[Work required] Every line below that includes the word "distant" needs to be copied.

Point-per-instance localization data
==========
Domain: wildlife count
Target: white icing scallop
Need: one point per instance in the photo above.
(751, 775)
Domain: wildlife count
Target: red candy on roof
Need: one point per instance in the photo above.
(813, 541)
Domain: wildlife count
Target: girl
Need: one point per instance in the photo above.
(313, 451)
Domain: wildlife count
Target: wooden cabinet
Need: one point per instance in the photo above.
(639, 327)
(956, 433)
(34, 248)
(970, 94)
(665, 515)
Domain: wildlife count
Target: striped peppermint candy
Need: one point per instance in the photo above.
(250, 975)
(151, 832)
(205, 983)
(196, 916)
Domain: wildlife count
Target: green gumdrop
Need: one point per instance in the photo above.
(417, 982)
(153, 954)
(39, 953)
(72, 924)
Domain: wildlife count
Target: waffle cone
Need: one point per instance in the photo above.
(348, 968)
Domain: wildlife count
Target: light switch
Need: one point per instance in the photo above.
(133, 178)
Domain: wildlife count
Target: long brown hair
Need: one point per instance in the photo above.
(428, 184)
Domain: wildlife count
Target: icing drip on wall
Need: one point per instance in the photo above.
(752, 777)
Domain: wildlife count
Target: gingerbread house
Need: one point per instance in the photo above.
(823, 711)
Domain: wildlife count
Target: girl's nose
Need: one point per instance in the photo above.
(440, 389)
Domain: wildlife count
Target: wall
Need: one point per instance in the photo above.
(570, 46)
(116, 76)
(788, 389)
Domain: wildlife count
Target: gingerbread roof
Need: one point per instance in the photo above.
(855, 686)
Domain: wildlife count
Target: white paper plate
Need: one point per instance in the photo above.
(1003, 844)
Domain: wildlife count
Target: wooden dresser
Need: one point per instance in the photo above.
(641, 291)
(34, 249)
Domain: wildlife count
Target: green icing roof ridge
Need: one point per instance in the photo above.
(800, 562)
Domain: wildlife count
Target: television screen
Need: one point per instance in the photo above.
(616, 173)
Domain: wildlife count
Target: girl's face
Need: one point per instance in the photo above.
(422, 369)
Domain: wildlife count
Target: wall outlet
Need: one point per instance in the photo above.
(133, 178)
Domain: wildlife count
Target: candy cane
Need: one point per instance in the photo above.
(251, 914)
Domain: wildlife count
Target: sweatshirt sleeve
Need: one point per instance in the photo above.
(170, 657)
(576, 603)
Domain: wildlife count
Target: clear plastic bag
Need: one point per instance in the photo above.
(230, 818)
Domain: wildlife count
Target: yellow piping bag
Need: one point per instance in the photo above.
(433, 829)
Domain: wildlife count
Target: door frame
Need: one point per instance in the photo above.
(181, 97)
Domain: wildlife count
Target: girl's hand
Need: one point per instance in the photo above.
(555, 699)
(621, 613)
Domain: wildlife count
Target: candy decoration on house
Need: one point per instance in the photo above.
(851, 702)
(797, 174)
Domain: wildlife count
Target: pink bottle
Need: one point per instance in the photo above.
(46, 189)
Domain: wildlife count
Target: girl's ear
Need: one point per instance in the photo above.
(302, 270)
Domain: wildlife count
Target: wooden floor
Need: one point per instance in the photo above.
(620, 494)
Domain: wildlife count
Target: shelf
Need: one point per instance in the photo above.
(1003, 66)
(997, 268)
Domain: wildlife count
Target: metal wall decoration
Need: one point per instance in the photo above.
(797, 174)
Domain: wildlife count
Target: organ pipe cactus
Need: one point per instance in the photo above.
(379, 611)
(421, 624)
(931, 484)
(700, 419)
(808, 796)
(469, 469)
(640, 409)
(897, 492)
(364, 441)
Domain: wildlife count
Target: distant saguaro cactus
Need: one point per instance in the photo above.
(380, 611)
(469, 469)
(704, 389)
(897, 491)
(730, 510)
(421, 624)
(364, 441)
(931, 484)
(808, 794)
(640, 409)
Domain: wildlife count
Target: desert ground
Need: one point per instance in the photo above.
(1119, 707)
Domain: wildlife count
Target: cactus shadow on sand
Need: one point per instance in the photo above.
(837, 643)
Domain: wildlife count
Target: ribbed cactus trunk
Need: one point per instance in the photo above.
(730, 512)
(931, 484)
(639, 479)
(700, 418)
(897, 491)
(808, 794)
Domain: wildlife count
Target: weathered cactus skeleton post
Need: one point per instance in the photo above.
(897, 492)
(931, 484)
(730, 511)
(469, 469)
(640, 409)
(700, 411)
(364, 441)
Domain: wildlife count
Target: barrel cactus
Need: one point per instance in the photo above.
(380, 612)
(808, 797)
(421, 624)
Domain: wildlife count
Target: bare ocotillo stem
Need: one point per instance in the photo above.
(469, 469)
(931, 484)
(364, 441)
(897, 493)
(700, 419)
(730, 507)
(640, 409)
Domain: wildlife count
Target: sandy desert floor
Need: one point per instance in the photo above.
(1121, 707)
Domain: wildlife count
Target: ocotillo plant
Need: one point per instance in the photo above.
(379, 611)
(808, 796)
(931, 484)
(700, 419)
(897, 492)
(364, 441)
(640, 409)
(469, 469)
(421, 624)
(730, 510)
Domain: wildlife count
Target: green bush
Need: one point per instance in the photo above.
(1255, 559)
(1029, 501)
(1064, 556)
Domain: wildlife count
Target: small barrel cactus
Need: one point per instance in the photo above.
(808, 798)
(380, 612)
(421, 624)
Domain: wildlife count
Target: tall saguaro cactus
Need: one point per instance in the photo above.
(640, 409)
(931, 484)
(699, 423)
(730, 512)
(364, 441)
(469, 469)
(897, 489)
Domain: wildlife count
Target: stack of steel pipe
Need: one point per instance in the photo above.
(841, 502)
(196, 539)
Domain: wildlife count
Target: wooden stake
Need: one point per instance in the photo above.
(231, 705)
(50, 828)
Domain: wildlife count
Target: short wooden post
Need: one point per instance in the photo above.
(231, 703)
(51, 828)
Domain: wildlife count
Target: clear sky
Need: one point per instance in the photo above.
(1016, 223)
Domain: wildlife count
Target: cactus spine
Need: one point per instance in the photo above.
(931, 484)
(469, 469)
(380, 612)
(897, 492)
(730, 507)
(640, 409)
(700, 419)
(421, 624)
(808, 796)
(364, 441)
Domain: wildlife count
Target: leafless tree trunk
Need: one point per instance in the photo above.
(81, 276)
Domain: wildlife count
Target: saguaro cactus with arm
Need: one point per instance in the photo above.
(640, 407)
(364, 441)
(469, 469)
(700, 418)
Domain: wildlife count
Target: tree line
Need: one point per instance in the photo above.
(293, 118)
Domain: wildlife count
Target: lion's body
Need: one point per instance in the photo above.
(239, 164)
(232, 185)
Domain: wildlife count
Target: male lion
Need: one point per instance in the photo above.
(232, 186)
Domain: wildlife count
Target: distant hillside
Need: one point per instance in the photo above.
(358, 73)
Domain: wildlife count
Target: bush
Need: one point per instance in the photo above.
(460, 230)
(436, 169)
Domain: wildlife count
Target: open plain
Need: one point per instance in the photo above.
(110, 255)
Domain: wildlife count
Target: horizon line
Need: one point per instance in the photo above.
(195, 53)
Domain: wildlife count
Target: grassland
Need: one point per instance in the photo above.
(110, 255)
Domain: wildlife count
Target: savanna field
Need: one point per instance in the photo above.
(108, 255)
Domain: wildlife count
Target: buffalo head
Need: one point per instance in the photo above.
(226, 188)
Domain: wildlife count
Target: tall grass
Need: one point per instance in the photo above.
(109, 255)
==========
[Solution for this problem]
Target: distant saguaro cactus
Target: distant hillside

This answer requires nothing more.